• [Stated goal]:
Count how many lines in the records below contain the string "curtain", matching case exactly, and reply with only that number.

• [Data supplied]:
──────────────────────────────

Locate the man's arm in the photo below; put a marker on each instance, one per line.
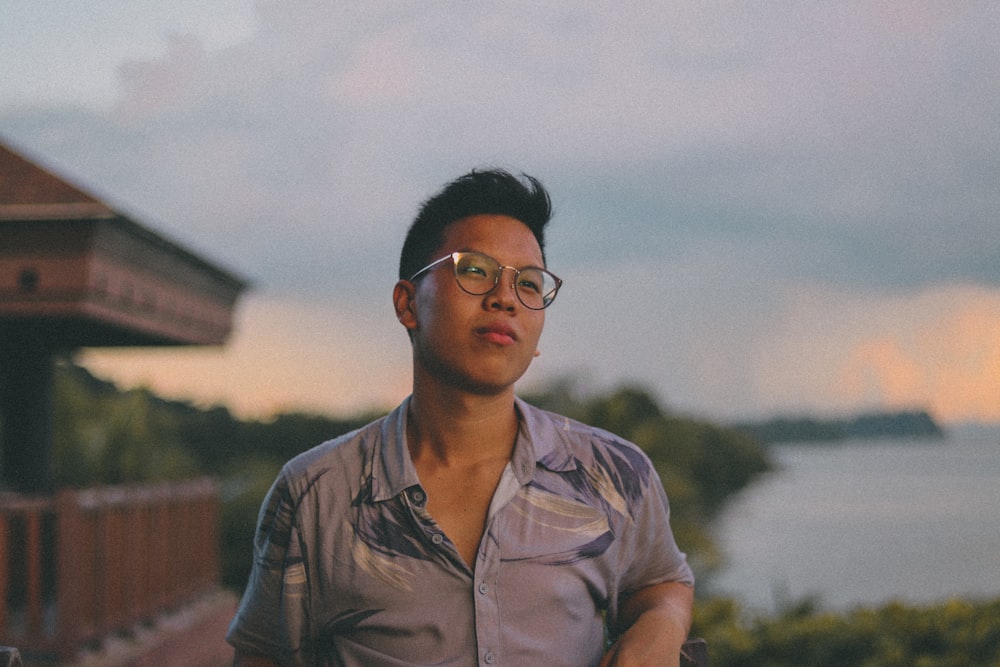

──────────────────────────────

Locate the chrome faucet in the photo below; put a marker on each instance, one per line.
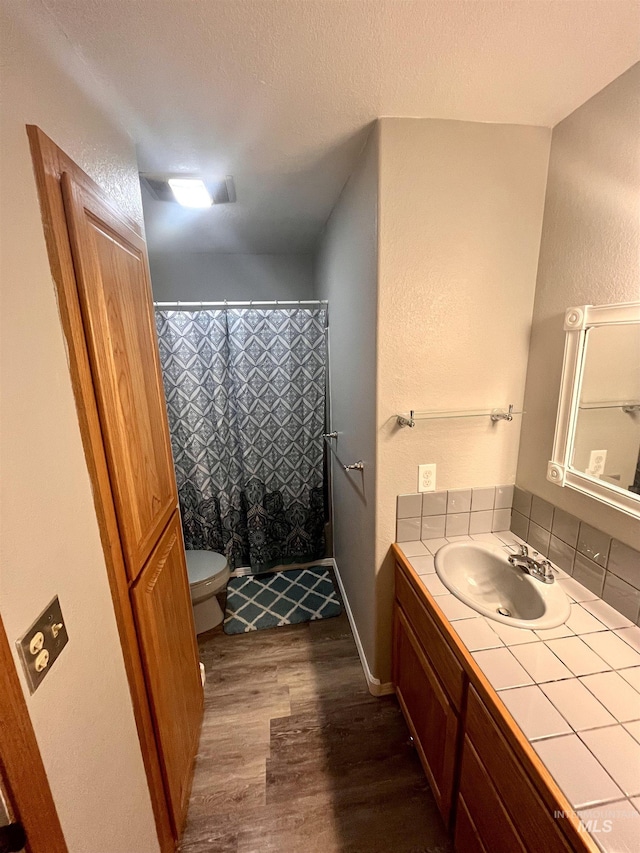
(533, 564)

──────────────────────────────

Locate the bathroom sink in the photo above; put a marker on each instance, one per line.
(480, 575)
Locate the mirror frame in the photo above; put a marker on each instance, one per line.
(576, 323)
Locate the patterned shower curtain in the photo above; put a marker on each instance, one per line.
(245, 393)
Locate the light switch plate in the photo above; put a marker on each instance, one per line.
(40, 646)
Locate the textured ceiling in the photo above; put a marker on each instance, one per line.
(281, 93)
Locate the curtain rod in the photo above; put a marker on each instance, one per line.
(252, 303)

──────────────────────────────

• [Result of the task]:
2